-- START OF Available data --

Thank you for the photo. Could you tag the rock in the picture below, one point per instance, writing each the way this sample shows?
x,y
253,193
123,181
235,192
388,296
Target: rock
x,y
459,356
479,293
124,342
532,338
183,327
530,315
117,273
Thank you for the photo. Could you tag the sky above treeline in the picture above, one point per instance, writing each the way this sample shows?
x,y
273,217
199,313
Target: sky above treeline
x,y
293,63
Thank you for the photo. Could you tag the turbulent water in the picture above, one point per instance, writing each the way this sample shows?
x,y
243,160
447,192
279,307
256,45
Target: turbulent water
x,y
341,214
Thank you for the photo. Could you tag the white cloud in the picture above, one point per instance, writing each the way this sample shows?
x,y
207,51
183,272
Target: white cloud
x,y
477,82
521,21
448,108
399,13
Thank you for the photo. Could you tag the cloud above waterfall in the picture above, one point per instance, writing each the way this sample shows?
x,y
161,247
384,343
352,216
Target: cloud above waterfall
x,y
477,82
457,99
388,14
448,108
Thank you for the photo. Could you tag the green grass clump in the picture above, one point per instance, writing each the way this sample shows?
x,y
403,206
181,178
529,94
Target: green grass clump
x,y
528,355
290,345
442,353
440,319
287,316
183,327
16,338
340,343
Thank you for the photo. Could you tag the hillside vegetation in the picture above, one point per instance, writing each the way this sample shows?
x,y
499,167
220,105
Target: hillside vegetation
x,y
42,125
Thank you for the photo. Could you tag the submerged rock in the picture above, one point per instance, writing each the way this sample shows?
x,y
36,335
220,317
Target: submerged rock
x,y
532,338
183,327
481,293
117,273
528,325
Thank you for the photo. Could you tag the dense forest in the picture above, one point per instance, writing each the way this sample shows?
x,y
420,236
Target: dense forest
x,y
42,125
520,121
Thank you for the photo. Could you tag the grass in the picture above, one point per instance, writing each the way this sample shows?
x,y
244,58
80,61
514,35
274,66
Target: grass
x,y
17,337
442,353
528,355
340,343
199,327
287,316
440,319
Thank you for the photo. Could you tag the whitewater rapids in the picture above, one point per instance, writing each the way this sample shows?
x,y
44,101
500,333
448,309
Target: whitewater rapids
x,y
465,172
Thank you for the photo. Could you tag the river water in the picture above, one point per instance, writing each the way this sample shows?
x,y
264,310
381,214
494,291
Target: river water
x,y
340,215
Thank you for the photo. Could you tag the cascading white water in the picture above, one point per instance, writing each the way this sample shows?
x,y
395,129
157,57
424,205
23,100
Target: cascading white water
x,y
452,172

-- END OF Available data --

Reproduce every entry above verbatim, from its first line through its last.

- **Solution**
Thank you for the photo. Could you tag the rock in the picture below, one point per instance, writing each the way this sample shows?
x,y
253,193
123,181
235,192
388,296
Target: rock
x,y
459,356
479,293
124,342
532,338
183,327
530,315
117,273
Thank you for the photo. Could you tag the sky above treeline in the picture above, one point per instance, writing each the way this sample shows?
x,y
273,217
199,313
Target: sky above treeline
x,y
293,63
Thank you for the photo. Could you tag the turbulent water in the picture above, one point per instance, writing each the way this sample shows?
x,y
243,160
447,192
279,307
256,45
Target: turbulent water
x,y
341,214
Thank you for the photo. Could you tag the white cloud in the picture above, one point per instance, writing each the way this sample shows?
x,y
207,51
183,272
Target: white cloud
x,y
477,82
521,21
448,108
399,13
Thank you for the photo. Could you tag the cloud above waterfall in the picture above, one point per instance, writing each the way this sample shows?
x,y
161,247
384,343
352,216
Target: cloud above waterfall
x,y
477,82
457,99
388,14
448,108
Thank you for the photo. Could you tag the green grass clump in the picture above, one point per instance, writing each the way this sample shows?
x,y
403,206
181,178
529,94
Target: green grass clump
x,y
528,355
290,345
442,353
440,319
287,316
183,327
16,338
340,343
Thank you for the photo. Could you tag the hillside vegetation in the picture above, one point per instance, writing each the way this sample shows?
x,y
499,167
220,105
Target: hillside vegetation
x,y
42,125
Thank you for the photo. Could you tag the submerged rock in the picture above, one point per instance, writing each the way this sample shows?
x,y
36,335
220,317
Target: submerged rock
x,y
532,338
183,327
481,293
117,273
528,325
Thank you for the photo. Could you tag the dense forest in the picture above, one point per instance, writing each the way this sample shows?
x,y
420,236
Target: dense forest
x,y
42,125
520,121
Thank you for the photo. Could you tag the grass in the picture above, one point per instance, writing each the way this sample shows?
x,y
244,58
80,61
514,35
274,66
Target: grass
x,y
17,337
442,353
528,355
340,343
199,327
287,316
440,319
Thank you for the photo. Could you tag the whitewater rapids in the picture above, one point per instance, writing each the way this sample shows?
x,y
44,101
500,333
448,309
Target: whitewater rapids
x,y
465,172
Thank you for the photo. Could you tag the river water in the picture above, one point per instance, writing each the way this sample shows?
x,y
264,310
381,214
494,291
Target: river water
x,y
340,215
Thank you for the photo. Could you tag the cascading white water in the picture above, one point per instance, writing each the way this sample shows?
x,y
395,129
157,57
424,205
23,100
Target: cascading white water
x,y
452,172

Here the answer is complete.